• [Instruction 1]: According to the concert page, which cities' free improvisation scenes has Damon Smith been part of? List each with the years given.
• [Instruction 2]: According to the concert page, why does Roscoe Mitchell see his work as a product of his heritage in the AACM and the Art Ensemble of Chicago? Answer in one to three sentences.

• [Text block]:

* * * *

Roscoe Mitchell / Damon Smith / Weasel Walter / Sandy Ewen

Roscoe Mitchell / Damon Smith / Weasel Walter / Sandy Ewen

Saturday, October 14th, 2023 | 7pm Doors / 8pm Show
Xavier Hall ( 3733 West Pine Mall / SLU Campus on Lindell / map )

Xavier Hall is located just off Lindell, across (slightly) east of the Moolah Theatre.  Look for a sign that says “Queens Daughter Hall”.  Limited free parking is available at the Queens Daughter Hall Parking Lot. Street parking on Lindell is also an option.  If you have questions please contact us.

+ Free Event: Special Guest Lecture at WUSTL (10/13) – Roscoe Mitchell – Sound & Vision

Roscoe Mitchell – saxophones
Damon Smith – double bass
Sandy Ewen – electric guitar
Weasel Walter – drums/percussion

 
Roscoe Mitchell photo
Roscoe Mitchell photo  

Roscoe Mitchell

“I’m interested in all aspects of creativity. And one goal has always been to be a really good improviser who really does create spontaneous composition. So I study all the time, trying to develop ways to improve communication amongst the players and to shape and control the improvisations. There are so many paths to investigate, and not just contemporary paths.”

Master saxophonist Roscoe Mitchell (born in Chicago in 1940) is one of the great innovators in creative music of the post-Coltrane, post-Ayler era. He has for over 40 years been a restless explorer of new forms, ideas and concepts. In 1967 he founded the Art Ensemble of Chicago (originally the Roscoe Mitchell Art Ensemble). Its motto – “Great Black Music, Ancient to the Future.”

Roscoe Mitchell began his distinguished career in the spirited 1960s of Chicago. In Mitchell’s own opinion, his work is a product of his heritage in the fertile art communities of the AACM (Association for Advancement of Creative Musicians) and The Art Ensemble of Chicago. Both organizations spawned large networks of musicians and inspired radical approaches to performance and musical thought, thus informing his own practice for over five decades. Primarily known for his saxophone playing, Mitchell’s multi-instrumental palette also includes various flutes, woodwinds and a broad range of percussion. Mitchell’s monumental 1966 album, Sound, introduced new ways of freely improvising and composing, and has long been cited as an essential building block of the “free-jazz” vernacular. Now at the age 82, Mitchell has recorded works on over 83 albums and has written over 250 compositions.

  Damon Smith photo  

Damon Smith

Damon Smith is a bassist, improvisor and teacher, currently residing in St. Louis. A student of Lisle Ellis, he is the proprietor of the Balance Point Acoustics label which he founded in 2001, and which is now quickly closing in on 60 releases. Active since the early nineties, Damon has been a part of several free improvisation scenes across the United States, including Oakland (1993-2010), Houston (2010-2016), Boston (2016-2019), and now in St. Louis (2019-present). His bass playing contains echoes of the gritty experimentalism of the 70’s German free improvising tradition, but with a strong American jazz impetus that propels the improvisations in a very distinct and rhythmic way.

* * * *

• [Supplied records]:
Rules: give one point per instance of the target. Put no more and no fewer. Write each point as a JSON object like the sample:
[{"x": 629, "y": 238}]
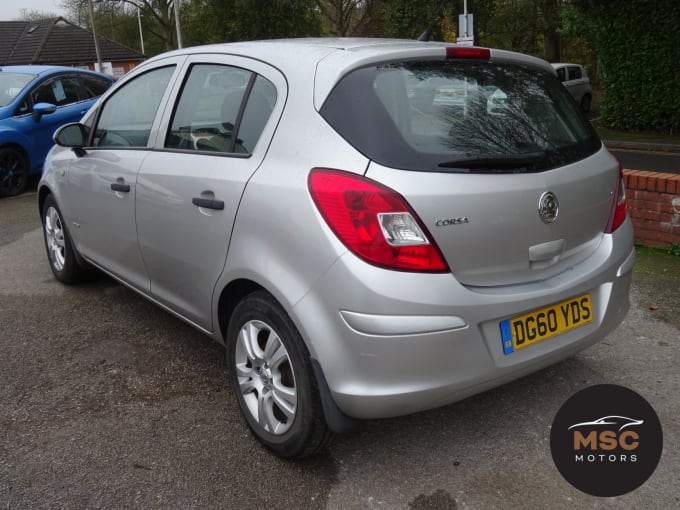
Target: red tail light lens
[
  {"x": 618, "y": 212},
  {"x": 374, "y": 222},
  {"x": 468, "y": 52}
]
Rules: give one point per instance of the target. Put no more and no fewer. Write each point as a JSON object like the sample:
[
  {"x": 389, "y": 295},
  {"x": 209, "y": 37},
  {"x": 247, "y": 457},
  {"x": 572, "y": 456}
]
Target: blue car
[{"x": 34, "y": 102}]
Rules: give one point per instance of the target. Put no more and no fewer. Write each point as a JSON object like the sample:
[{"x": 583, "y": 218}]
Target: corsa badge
[{"x": 548, "y": 207}]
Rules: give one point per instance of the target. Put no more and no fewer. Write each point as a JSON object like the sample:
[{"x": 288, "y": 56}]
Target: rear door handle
[
  {"x": 119, "y": 186},
  {"x": 208, "y": 203}
]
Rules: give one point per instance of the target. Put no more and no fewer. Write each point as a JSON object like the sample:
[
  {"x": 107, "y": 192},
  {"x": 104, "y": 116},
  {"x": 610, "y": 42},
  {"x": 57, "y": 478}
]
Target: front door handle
[
  {"x": 119, "y": 186},
  {"x": 208, "y": 203}
]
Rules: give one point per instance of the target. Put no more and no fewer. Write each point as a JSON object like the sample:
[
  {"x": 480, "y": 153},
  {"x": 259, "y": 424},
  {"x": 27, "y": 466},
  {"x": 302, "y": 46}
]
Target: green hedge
[{"x": 638, "y": 46}]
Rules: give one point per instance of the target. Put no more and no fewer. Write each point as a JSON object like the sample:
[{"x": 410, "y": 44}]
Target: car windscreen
[
  {"x": 11, "y": 84},
  {"x": 460, "y": 116}
]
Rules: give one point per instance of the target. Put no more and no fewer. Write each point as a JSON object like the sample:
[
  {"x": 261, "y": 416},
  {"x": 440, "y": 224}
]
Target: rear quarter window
[{"x": 427, "y": 115}]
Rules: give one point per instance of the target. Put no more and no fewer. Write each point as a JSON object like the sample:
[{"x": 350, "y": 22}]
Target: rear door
[{"x": 189, "y": 188}]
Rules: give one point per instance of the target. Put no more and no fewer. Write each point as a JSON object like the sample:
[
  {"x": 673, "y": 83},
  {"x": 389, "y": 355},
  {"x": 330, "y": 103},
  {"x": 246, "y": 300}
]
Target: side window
[
  {"x": 208, "y": 108},
  {"x": 127, "y": 116},
  {"x": 575, "y": 73},
  {"x": 61, "y": 91},
  {"x": 259, "y": 107},
  {"x": 95, "y": 86}
]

* * * *

• [Full output 1]:
Oakland (1993-2010)
Houston (2010-2016)
Boston (2016-2019)
St. Louis (2019-present)

• [Full output 2]: Both organizations spawned large networks of musicians and inspired radical approaches to performance and musical thought. This has informed his own practice for over five decades.